*Vorgegebener Text*
▬▬▬▬▬▬▬▬▬▬

Tatsächlich zeigen die folgenden Schaubilder jedoch deutlich assetklassenspezifische Unterschiede auf. Letztlich zeigen alle fünf untersuchten Klassen (Büro, Handel, Hotel, Logistik und Wohnen) eigene Verläufe, doch für diesen Standpunkt kommt es auf drei Unterscheidungen an, um zu zeigen, wie Konjunktur- und Struktureffekte auf diese beiden Indikatoren wirken und wie sich diese Unterschiede grafisch veranschaulichen lassen.

1. Die Last der Strukturanpassung (Büro und Handel)

      Die Nachfrage nach Gewerbeimmobilienflächen hängt zeitnah und stark am konjunkturellen Tropf; nachlassende Wirtschaftsaktivität mündet direkt in geringer Flächennachfrage. Für Büroimmobilien ist dies im Schaubild für die Jahre vor der Pandemie gut zu erkennen. Die beiden Frühindikatoren bewegen sich wie entlang eines gezogenen Fadens. Dies ändert sich mit der Coronapandemie. Es kam regelrecht zu einer Niveauverschiebung nach unten. Seit 2020 bewegen sich die Büromarkteinschätzungen nahezu unabhängig von der gesamtwirtschaftlichen Lagebeurteilung auf einem Niveau unterhalb von 100 Indexpunkten; gemäß Kalibrierung des Index ist dies die Wachstumsschwelle für Büromärkte. Eine Erholung ist am aktuellen Rand noch nicht zu erkennen. Die konjunkturelle Beziehung zwischen Büro- und Gesamtwirtschaft ist also weiterhin durch den Strukturschock gestört.

      Ein ähnliches Bild zeigt sich für den Einzelhandel. Hier hat der Strukturbruch jedoch bereits vor der Pandemie eingesetzt. Zwischen 2017 und 2022 konnten positive gesamtwirtschaftliche Signale lediglich die insgesamt rezessive Stimmung relativ aufhellen, jedoch nicht in einen Aufschwung verwandeln. Der Handel steckte auch nach dem Ende des Corona-Schocks tief im südöstlichen Quadranten fest.

      Doch anders als für das Bürosegment ist für den Handel eine Entwicklung nach oben zu erkennen. Seit einigen Monaten verbessert sich die Stimmung im Einzelhandel, obwohl sich die gesamtwirtschaftliche Lage nicht verbessert. Dies könnte dafür sprechen, dass die gravierendsten strukturellen Anpassungslasten zwar nicht abgeschlossen, wohl aber eingepreist sind – und dieses preisliche Berücksichtigen macht Akteure wieder handlungsfähig.

      2. Verarbeitung eines Schocks durch eine resiliente Assetklasse (Hotel)

      Während der Coronajahre wurden Hotel- und Einzelhandelsimmobilien in zahlreichen Analysen (zu Recht) in einen Topf geworfen, weil insbesondere diese beiden Immobilienarten direkt und massiv von den Lockdowns belastet wurden. Erkennbar ist dies im Schaubild für Hotels in dem Abwärtsruck in den südöstlichen und vorübergehend sogar südwestlichen Quadranten. Doch die Hotellerie wird nicht wie der Handel durch andere Strukturfaktoren belastet, durch einige sogar strukturell begünstigt. Die logische Konsequenz ist, dass Hotels seit 2024 wieder Aufschwungszeichen zeigen – trotz gesamtwirtschaftlichem Druck. Der Markt für Hotelimmobilien ist der Entwicklung im Handel deutlich voraus.

▬▬▬▬▬▬▬▬▬▬

*Auszüge der Einträge*
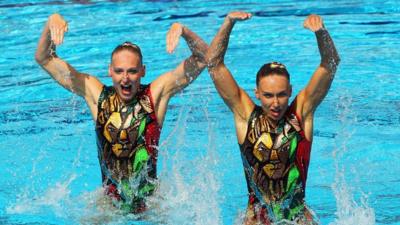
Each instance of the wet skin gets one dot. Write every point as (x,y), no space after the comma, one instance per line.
(126,70)
(274,92)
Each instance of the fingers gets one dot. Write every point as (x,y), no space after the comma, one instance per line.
(239,16)
(57,35)
(313,22)
(57,27)
(173,37)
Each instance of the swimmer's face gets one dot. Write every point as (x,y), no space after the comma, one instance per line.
(126,70)
(274,92)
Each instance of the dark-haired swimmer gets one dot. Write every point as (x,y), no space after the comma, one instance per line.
(128,115)
(274,138)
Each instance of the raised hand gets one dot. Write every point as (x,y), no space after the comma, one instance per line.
(57,26)
(173,35)
(238,16)
(313,22)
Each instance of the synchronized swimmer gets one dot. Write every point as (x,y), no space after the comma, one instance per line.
(274,137)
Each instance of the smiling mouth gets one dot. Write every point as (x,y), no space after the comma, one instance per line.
(275,111)
(126,87)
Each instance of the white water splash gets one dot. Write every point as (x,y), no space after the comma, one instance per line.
(349,211)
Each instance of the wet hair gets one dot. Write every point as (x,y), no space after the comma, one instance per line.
(130,47)
(272,68)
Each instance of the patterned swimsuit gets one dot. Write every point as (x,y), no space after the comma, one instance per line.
(127,140)
(276,162)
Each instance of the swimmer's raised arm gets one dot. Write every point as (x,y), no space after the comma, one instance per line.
(234,96)
(82,84)
(317,88)
(187,71)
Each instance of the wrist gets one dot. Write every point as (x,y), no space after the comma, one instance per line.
(321,31)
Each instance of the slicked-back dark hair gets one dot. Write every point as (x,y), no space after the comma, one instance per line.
(272,68)
(130,47)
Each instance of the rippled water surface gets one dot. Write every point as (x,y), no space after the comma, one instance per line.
(49,172)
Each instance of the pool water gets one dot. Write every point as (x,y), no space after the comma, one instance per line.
(49,171)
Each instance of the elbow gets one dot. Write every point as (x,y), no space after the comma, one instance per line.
(212,60)
(41,59)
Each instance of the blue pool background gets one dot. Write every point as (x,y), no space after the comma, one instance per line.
(49,172)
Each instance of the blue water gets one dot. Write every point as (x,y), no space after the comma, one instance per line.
(49,172)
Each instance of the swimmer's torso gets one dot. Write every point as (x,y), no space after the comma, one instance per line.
(127,140)
(276,162)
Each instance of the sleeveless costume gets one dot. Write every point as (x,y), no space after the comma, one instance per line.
(276,161)
(127,140)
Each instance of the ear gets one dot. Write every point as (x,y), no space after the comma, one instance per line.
(144,70)
(257,93)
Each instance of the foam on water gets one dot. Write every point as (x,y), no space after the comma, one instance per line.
(349,211)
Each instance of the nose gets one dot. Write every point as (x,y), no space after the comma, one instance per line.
(275,101)
(125,76)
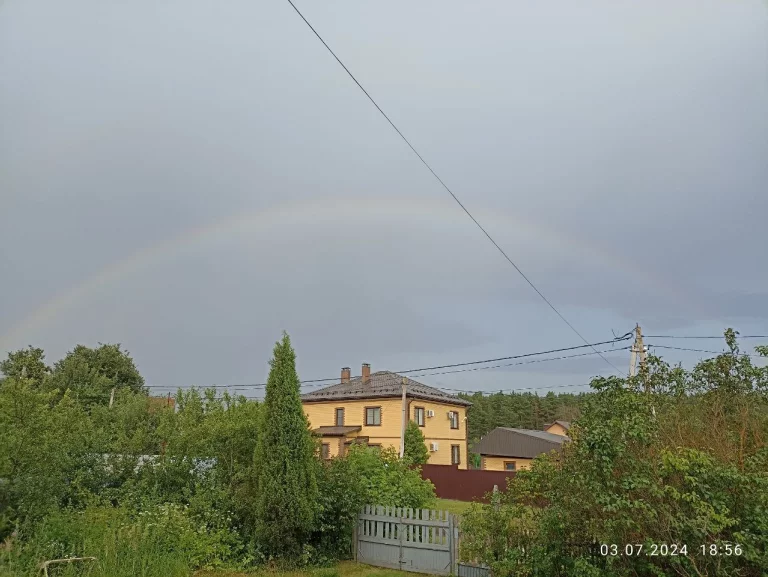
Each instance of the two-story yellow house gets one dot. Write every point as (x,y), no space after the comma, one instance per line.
(505,449)
(369,409)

▬▬▬▬▬▬▬▬▬▬

*Zu erstellen*
Gib den Text über Gewerbeimmobilien von „Doch anders als“ bis „Akteure wieder handlungsfähig.“, beide eingeschlossen, wortgetreu wieder. Stütze dich allein auf den Text über Gewerbeimmobilien.

*Antwort*
Doch anders als für das Bürosegment ist für den Handel eine Entwicklung nach oben zu erkennen. Seit einigen Monaten verbessert sich die Stimmung im Einzelhandel, obwohl sich die gesamtwirtschaftliche Lage nicht verbessert. Dies könnte dafür sprechen, dass die gravierendsten strukturellen Anpassungslasten zwar nicht abgeschlossen, wohl aber eingepreist sind – und dieses preisliche Berücksichtigen macht Akteure wieder handlungsfähig.